- INSTRUCTIONS TO FOLLOW
Your answer should be the entries below, reproduced character for character.

- GIVEN DATA
▬▬▬▬▬▬
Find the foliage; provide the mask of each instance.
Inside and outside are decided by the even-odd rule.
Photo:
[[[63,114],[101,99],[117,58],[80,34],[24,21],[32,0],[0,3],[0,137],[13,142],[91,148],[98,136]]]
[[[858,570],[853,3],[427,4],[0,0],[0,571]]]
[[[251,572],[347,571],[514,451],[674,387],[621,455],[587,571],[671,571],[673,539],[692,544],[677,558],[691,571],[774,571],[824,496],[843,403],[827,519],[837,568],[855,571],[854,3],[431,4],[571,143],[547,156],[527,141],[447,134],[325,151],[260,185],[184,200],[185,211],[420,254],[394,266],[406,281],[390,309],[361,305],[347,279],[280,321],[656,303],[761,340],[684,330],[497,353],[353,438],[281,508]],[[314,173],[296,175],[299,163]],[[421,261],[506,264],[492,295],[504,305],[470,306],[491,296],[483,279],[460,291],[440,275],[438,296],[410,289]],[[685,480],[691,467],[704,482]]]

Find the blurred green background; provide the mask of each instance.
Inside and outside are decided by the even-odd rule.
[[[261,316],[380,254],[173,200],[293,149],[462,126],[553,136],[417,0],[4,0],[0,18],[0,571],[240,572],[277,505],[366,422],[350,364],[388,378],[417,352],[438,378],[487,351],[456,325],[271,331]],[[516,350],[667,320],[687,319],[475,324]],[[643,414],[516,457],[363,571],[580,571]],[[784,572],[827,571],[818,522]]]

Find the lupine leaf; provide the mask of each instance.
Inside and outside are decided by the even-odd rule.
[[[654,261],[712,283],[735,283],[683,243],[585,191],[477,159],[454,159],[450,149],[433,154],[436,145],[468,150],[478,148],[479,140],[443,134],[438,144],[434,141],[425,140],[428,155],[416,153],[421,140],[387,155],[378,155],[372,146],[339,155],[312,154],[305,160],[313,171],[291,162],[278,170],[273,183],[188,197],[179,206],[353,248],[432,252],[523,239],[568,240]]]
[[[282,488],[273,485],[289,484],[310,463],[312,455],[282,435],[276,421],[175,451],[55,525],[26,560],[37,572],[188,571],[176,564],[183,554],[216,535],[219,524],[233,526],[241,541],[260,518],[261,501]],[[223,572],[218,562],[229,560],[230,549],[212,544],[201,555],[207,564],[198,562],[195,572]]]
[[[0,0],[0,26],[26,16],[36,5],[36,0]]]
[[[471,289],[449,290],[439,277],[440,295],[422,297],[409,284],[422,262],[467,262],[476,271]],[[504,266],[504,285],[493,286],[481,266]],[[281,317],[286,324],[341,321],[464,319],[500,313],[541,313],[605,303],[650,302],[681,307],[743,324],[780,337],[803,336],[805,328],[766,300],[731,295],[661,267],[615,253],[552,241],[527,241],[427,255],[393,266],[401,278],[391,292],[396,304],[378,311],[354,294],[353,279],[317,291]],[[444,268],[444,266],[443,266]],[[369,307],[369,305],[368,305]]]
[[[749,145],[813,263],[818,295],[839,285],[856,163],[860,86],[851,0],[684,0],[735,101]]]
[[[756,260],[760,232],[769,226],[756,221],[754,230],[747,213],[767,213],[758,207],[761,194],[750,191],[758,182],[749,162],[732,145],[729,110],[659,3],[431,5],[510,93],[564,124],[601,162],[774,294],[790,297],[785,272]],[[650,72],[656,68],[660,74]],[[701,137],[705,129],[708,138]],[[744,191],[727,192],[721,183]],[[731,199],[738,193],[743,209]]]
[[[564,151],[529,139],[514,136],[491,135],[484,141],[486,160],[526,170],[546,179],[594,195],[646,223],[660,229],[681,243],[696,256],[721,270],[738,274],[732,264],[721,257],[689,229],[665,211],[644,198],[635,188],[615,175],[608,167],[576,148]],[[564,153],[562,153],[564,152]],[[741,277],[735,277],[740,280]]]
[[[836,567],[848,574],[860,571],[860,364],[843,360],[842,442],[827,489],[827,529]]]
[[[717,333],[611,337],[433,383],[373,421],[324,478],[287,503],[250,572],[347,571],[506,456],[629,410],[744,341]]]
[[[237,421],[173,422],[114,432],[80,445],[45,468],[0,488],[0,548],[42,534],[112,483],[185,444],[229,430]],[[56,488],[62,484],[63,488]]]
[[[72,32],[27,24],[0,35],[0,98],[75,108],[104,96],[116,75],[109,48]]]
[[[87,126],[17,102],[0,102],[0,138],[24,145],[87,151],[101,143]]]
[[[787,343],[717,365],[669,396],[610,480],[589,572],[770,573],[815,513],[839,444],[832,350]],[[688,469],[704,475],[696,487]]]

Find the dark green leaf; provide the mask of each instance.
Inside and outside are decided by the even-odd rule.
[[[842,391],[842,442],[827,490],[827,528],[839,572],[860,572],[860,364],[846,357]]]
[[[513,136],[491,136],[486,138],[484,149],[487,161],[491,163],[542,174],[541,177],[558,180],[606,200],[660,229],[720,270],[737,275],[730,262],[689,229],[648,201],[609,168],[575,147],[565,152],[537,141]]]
▬▬▬▬▬▬
- YOUR RESPONSE
Find the foliage; provide the mask of each instance.
Inside and outside are decided by the even-odd rule.
Photo:
[[[63,114],[101,99],[117,58],[80,34],[24,21],[32,0],[0,3],[0,137],[13,142],[91,148],[98,136]]]
[[[858,570],[853,3],[427,4],[0,0],[0,571]]]
[[[251,572],[347,571],[514,451],[674,387],[621,455],[587,571],[671,571],[673,539],[692,544],[677,558],[691,571],[774,571],[824,496],[843,403],[827,519],[837,568],[855,571],[854,3],[431,4],[571,143],[547,156],[527,141],[447,134],[325,151],[260,185],[184,200],[185,211],[420,254],[394,266],[406,281],[390,309],[361,305],[347,279],[280,321],[656,303],[761,340],[684,330],[497,353],[353,438],[281,508]],[[314,173],[296,175],[299,163]],[[421,261],[506,264],[492,295],[504,305],[470,306],[491,296],[483,279],[460,291],[440,275],[438,296],[410,289]],[[685,480],[691,467],[704,482]]]

Find the blurred green background; provide the mask of each instance.
Inside and outside are decided by the even-odd rule.
[[[261,316],[380,254],[173,200],[293,149],[462,126],[553,136],[417,0],[4,0],[0,18],[0,571],[240,572],[277,505],[366,422],[350,364],[388,378],[417,352],[438,378],[487,351],[456,325],[271,331]],[[516,350],[667,320],[687,319],[475,324]],[[643,414],[516,457],[363,571],[580,571]],[[784,572],[827,571],[818,522]]]

Find the lupine leaf; provide the mask of each instance.
Inside and outside are decided by the even-odd rule.
[[[654,261],[712,283],[735,283],[683,243],[585,191],[477,159],[454,159],[450,149],[433,154],[436,145],[468,150],[478,148],[479,140],[443,134],[438,144],[434,141],[425,140],[428,155],[416,153],[421,140],[387,155],[378,155],[372,146],[339,155],[312,154],[305,160],[313,171],[291,162],[278,170],[273,183],[188,197],[179,206],[353,248],[432,252],[523,239],[568,240]]]
[[[282,488],[273,485],[289,484],[310,463],[312,455],[282,435],[276,421],[175,451],[55,525],[26,560],[37,572],[188,571],[176,564],[183,554],[216,535],[219,524],[233,526],[241,541],[260,518],[261,501]],[[223,572],[218,562],[229,560],[230,549],[212,544],[201,555],[207,564],[198,562],[195,572]]]
[[[0,0],[0,26],[26,16],[36,5],[36,0]]]
[[[471,289],[449,290],[439,277],[440,295],[422,297],[409,284],[422,262],[467,262],[476,271]],[[504,266],[504,285],[493,286],[481,266]],[[281,317],[286,324],[341,321],[464,319],[500,313],[541,313],[605,303],[650,302],[681,307],[743,324],[780,337],[803,336],[805,328],[766,300],[731,295],[661,267],[615,253],[552,241],[527,241],[427,255],[393,266],[401,278],[391,292],[396,304],[378,311],[354,294],[353,279],[317,291]],[[444,268],[444,266],[443,266]],[[369,307],[369,305],[368,305]]]
[[[749,145],[813,263],[818,295],[839,285],[856,163],[860,86],[851,0],[684,0],[735,101]]]
[[[756,260],[760,232],[769,226],[756,221],[754,230],[747,213],[767,213],[758,207],[761,194],[750,191],[758,182],[749,162],[732,145],[729,110],[659,3],[431,5],[510,93],[564,124],[601,162],[774,294],[790,297],[785,272]],[[650,72],[656,68],[660,74]],[[701,137],[705,129],[708,138]],[[744,191],[727,192],[721,183]],[[731,199],[738,193],[743,209]]]
[[[564,151],[529,139],[514,136],[491,135],[484,141],[486,160],[526,170],[546,179],[594,195],[646,223],[660,229],[681,243],[696,256],[721,270],[738,274],[732,264],[721,257],[689,229],[665,211],[644,198],[635,188],[615,175],[608,167],[576,148]],[[564,153],[562,153],[564,152]],[[741,277],[735,277],[740,280]]]
[[[836,567],[848,574],[860,571],[860,364],[843,360],[842,442],[827,489],[827,529]]]
[[[717,333],[611,337],[433,383],[373,421],[324,478],[287,503],[250,572],[347,571],[506,456],[629,410],[744,341]]]
[[[237,421],[173,422],[114,432],[80,445],[45,468],[0,488],[0,548],[42,534],[112,483],[185,444],[229,430]],[[56,488],[62,484],[63,488]]]
[[[72,32],[27,24],[0,35],[0,98],[75,108],[104,96],[116,75],[109,48]]]
[[[87,126],[17,102],[0,102],[0,138],[24,145],[87,151],[101,143]]]
[[[787,343],[717,365],[669,396],[610,480],[589,572],[770,573],[815,513],[839,444],[832,350]],[[688,469],[704,475],[696,487]]]

Find the dark green leaf; provide the mask of each instance.
Inside and outside are decided by the even-odd rule.
[[[842,391],[842,442],[827,490],[827,528],[839,572],[860,572],[860,364],[846,357]]]
[[[513,136],[491,136],[486,138],[484,149],[487,161],[491,163],[542,174],[541,177],[558,180],[606,200],[660,229],[720,270],[737,275],[730,262],[689,229],[648,201],[609,168],[575,147],[565,152],[537,141]]]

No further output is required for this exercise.